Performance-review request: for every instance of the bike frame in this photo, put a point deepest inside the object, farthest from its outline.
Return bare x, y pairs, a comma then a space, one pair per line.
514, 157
━━━━━━━━━━━━━━━━
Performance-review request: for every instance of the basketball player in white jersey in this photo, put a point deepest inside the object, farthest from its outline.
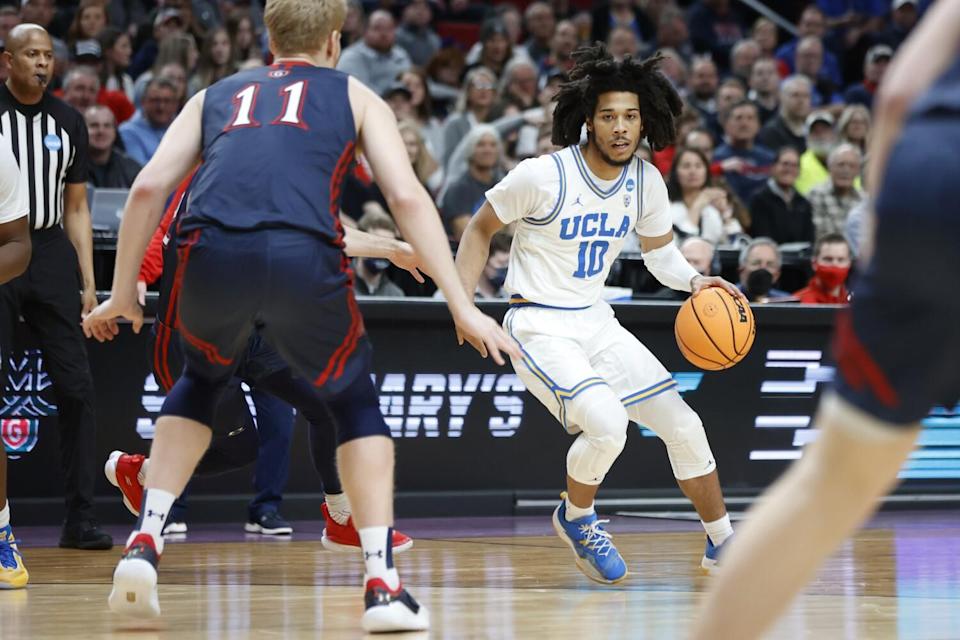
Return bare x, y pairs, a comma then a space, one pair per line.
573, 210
━━━━━━━━━━━━━━━━
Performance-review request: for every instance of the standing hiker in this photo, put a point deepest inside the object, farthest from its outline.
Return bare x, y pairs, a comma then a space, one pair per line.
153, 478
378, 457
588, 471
━━━━━━━━━━━━━━━━
## WHAT YOU ARE ASKED TO DO:
Please count the lines in the rows above that contain the word "object", and give only that number.

## EXERCISE RESPONSE:
3